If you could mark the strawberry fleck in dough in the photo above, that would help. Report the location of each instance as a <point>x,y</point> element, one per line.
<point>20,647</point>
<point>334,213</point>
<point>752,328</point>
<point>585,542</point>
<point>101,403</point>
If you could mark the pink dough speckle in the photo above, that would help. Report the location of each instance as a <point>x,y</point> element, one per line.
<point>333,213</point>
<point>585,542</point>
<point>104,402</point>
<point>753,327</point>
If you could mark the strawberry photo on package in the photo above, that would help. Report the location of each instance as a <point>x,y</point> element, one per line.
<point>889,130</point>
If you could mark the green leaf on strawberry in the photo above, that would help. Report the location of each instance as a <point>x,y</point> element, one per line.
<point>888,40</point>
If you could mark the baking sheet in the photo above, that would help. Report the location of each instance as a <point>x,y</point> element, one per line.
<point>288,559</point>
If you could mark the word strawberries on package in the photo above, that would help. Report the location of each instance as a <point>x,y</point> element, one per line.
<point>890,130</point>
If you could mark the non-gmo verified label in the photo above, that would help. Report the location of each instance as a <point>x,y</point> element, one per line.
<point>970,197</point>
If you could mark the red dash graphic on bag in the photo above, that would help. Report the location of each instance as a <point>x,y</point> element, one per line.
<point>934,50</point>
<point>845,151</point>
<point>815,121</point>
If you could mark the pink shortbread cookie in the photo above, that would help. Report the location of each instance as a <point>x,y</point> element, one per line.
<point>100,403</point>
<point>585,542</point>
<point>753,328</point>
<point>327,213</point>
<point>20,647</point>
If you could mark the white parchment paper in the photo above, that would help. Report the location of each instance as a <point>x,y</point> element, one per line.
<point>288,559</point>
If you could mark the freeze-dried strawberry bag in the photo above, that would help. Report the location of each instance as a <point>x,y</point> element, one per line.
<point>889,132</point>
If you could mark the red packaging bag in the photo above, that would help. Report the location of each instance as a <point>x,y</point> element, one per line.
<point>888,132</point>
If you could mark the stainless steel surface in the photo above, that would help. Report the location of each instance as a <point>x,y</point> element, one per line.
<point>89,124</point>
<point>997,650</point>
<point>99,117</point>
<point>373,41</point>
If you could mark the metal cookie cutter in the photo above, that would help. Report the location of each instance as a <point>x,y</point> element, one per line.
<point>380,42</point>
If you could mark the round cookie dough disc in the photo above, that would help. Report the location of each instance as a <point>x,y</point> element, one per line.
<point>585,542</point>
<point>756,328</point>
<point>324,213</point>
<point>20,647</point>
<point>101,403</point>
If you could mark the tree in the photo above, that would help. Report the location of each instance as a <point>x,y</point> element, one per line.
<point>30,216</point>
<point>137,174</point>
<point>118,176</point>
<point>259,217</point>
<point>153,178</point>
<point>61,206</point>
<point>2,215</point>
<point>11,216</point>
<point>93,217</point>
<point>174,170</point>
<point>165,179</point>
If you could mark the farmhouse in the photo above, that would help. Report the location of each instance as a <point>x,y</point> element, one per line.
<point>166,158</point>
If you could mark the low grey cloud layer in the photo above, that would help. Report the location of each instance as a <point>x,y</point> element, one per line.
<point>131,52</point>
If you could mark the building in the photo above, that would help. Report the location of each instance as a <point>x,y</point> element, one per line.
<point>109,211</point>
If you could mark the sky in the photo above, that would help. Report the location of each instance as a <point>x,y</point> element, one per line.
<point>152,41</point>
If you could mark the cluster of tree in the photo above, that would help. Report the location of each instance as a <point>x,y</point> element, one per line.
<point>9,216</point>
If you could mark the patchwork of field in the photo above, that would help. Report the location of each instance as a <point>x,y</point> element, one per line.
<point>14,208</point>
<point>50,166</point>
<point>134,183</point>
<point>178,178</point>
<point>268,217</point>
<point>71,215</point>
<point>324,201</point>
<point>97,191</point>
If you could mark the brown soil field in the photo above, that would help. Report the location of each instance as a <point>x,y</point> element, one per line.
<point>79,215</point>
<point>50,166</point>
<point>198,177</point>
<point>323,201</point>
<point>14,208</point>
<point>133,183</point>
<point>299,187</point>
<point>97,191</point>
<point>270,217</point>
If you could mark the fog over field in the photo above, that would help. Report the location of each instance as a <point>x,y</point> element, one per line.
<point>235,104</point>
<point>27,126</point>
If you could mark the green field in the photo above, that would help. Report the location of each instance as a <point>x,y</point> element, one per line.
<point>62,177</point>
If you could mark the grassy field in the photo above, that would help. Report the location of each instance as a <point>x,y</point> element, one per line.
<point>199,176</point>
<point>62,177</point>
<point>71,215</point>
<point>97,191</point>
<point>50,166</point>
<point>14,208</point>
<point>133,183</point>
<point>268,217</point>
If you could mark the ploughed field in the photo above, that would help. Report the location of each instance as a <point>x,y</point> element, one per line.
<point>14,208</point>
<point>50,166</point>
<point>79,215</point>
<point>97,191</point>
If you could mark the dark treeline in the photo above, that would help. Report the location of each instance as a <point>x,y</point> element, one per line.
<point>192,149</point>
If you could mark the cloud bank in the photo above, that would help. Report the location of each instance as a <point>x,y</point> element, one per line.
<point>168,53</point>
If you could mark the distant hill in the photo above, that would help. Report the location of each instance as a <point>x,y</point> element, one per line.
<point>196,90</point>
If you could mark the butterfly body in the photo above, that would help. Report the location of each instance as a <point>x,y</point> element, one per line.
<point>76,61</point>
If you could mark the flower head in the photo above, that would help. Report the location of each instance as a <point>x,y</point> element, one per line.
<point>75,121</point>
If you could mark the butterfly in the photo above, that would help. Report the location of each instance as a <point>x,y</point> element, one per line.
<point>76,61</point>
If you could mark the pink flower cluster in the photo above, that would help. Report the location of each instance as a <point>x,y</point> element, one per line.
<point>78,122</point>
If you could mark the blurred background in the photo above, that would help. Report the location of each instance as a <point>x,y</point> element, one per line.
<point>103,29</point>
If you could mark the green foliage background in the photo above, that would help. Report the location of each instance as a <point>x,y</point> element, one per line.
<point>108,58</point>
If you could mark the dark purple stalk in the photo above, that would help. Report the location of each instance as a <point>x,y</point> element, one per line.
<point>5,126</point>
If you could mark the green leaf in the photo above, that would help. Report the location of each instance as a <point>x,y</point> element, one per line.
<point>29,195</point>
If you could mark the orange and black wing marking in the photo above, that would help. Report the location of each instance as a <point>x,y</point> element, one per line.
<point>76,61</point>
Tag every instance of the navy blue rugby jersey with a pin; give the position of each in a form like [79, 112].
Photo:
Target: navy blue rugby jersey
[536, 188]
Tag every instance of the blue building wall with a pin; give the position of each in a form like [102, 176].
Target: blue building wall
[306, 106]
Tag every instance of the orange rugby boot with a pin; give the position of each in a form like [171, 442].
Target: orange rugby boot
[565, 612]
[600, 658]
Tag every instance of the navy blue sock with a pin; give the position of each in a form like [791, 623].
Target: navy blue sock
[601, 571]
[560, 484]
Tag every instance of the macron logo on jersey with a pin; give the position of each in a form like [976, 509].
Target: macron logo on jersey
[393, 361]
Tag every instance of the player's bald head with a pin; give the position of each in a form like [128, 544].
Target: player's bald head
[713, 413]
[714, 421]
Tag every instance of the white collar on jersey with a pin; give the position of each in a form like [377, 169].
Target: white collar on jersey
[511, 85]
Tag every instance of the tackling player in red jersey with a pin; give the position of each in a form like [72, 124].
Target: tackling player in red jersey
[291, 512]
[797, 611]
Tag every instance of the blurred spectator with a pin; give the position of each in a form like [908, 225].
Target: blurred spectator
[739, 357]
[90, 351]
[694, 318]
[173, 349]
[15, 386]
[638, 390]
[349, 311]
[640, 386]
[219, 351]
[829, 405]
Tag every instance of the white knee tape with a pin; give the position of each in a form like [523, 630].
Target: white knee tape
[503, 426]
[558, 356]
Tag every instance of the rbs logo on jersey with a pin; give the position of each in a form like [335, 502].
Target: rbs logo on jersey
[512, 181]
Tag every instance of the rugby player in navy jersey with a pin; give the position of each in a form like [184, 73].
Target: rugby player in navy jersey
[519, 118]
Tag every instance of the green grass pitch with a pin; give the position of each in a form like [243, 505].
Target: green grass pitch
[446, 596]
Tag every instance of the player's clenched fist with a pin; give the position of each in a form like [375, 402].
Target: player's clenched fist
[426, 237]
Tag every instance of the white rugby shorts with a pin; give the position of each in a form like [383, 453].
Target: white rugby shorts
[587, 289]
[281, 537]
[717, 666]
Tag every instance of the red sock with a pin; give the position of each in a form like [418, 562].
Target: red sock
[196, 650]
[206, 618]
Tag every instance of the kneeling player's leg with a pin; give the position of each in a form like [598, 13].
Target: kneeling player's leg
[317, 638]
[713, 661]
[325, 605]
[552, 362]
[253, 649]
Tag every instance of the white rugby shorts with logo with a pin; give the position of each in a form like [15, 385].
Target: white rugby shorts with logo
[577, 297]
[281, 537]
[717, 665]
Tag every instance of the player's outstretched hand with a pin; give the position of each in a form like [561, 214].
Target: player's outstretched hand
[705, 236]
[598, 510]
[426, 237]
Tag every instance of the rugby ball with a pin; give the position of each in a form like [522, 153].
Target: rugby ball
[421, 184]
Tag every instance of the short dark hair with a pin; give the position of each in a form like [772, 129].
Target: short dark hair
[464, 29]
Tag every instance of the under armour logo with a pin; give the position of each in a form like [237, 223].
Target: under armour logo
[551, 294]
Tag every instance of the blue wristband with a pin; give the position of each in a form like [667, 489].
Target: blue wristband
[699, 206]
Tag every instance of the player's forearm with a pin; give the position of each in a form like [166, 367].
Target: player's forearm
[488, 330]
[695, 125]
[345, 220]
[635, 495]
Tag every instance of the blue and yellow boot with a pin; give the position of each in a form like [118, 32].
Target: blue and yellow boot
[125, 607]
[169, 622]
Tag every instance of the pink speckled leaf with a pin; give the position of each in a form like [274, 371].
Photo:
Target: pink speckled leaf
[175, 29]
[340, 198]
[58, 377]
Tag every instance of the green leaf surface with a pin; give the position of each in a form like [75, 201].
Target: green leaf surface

◆ Task directions: Repeat the data above starting at the line with "Target: blue and yellow boot" and ending at its last line, exactly, with no other lines.

◆ Solution for this task:
Target: blue and yellow boot
[125, 607]
[169, 622]
Tag every instance of the pink speckled leaf with a pin; give the position of each in a form like [274, 371].
Photo:
Target: pink speckled leaf
[175, 29]
[340, 198]
[58, 377]
Tag every instance of the green leaf surface with a pin; give the position of each in a form like [75, 201].
Target: green leaf surface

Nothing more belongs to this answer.